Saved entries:
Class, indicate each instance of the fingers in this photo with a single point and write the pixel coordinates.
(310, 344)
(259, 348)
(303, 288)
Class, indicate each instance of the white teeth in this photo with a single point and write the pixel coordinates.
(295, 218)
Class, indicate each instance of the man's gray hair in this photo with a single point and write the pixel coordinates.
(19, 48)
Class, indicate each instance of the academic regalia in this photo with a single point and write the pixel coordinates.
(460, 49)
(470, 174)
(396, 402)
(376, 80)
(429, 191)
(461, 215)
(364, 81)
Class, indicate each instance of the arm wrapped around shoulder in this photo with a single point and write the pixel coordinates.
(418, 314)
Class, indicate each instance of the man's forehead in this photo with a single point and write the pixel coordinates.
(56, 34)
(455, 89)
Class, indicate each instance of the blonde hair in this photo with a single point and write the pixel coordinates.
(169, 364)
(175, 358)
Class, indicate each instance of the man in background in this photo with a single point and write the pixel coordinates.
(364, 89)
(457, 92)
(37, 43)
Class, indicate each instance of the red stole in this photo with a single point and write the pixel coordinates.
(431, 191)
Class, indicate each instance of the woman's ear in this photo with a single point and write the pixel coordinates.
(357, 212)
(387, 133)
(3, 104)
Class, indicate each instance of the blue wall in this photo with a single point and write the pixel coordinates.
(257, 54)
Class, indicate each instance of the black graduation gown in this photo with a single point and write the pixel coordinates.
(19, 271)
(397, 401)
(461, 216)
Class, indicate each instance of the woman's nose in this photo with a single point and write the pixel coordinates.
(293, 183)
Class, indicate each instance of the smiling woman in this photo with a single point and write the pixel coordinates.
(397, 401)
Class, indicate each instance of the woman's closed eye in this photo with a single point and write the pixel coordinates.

Exercise: Your task is to set down exactly the lines from the line containing "Class, indicate each instance of the red" to the end of the data above, including both ends.

Answer for the task:
Class, indicate each instance of the red stole in this photo with a single point and write the pixel coordinates.
(431, 191)
Class, indicate each instance of the woman's ear in this photo with a single point and write the pixel coordinates.
(357, 212)
(387, 133)
(3, 104)
Class, indicate each instance of the blue wall in this photo with a single point and write the pixel coordinates.
(257, 54)
Class, indicate each instance of the black graduation gown in this photo with a single point and write the pixel coordinates.
(19, 271)
(397, 401)
(461, 216)
Class, indicate each instance of the woman's nose in this photo with a single point and write the pixel coordinates.
(293, 183)
Class, indicate each instance of the smiling woman in this photo with a single point and write the pixel coordinates.
(397, 401)
Class, indicate each instance of the woman's closed eye in this photo with a single point and write the pixel coordinates.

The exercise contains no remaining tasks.